Written problem:
Print the material starting with its first line and going on through the line with "[[29, 468], [134, 556]]", both ends included, without changing anything.

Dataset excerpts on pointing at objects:

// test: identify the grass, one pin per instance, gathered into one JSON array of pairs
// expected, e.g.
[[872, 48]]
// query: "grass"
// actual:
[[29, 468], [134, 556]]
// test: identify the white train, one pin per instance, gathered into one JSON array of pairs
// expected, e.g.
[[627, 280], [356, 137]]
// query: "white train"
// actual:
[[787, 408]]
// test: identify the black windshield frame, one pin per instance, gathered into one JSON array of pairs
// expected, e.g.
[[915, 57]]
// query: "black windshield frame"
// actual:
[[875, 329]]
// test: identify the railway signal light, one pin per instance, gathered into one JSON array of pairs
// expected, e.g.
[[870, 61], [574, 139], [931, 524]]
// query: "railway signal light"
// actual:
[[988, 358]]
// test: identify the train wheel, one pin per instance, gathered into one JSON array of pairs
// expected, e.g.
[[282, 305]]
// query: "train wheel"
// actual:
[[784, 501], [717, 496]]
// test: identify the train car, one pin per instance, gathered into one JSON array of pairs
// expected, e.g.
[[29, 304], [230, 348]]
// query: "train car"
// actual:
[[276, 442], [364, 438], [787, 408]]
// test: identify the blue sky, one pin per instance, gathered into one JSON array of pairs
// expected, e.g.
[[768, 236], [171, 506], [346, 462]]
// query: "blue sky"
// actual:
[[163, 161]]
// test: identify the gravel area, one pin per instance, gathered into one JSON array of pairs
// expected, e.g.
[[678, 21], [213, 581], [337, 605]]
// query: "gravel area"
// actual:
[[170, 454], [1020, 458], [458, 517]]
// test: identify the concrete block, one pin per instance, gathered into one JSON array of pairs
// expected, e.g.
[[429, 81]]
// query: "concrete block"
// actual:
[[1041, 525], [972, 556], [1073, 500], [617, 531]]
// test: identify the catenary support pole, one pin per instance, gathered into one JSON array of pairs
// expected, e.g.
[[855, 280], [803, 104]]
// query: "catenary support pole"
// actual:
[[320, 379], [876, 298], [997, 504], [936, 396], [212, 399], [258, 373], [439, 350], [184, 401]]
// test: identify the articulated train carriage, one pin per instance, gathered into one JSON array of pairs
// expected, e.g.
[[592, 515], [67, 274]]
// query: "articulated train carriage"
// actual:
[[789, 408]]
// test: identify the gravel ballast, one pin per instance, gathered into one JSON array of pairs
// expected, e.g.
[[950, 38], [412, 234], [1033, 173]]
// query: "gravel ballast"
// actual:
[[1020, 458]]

Written response:
// test: identify the grass, one pin per instance, gathered into one JSON array of pairs
// expected, e.g.
[[872, 48]]
// query: "grass"
// actual:
[[29, 468], [134, 556]]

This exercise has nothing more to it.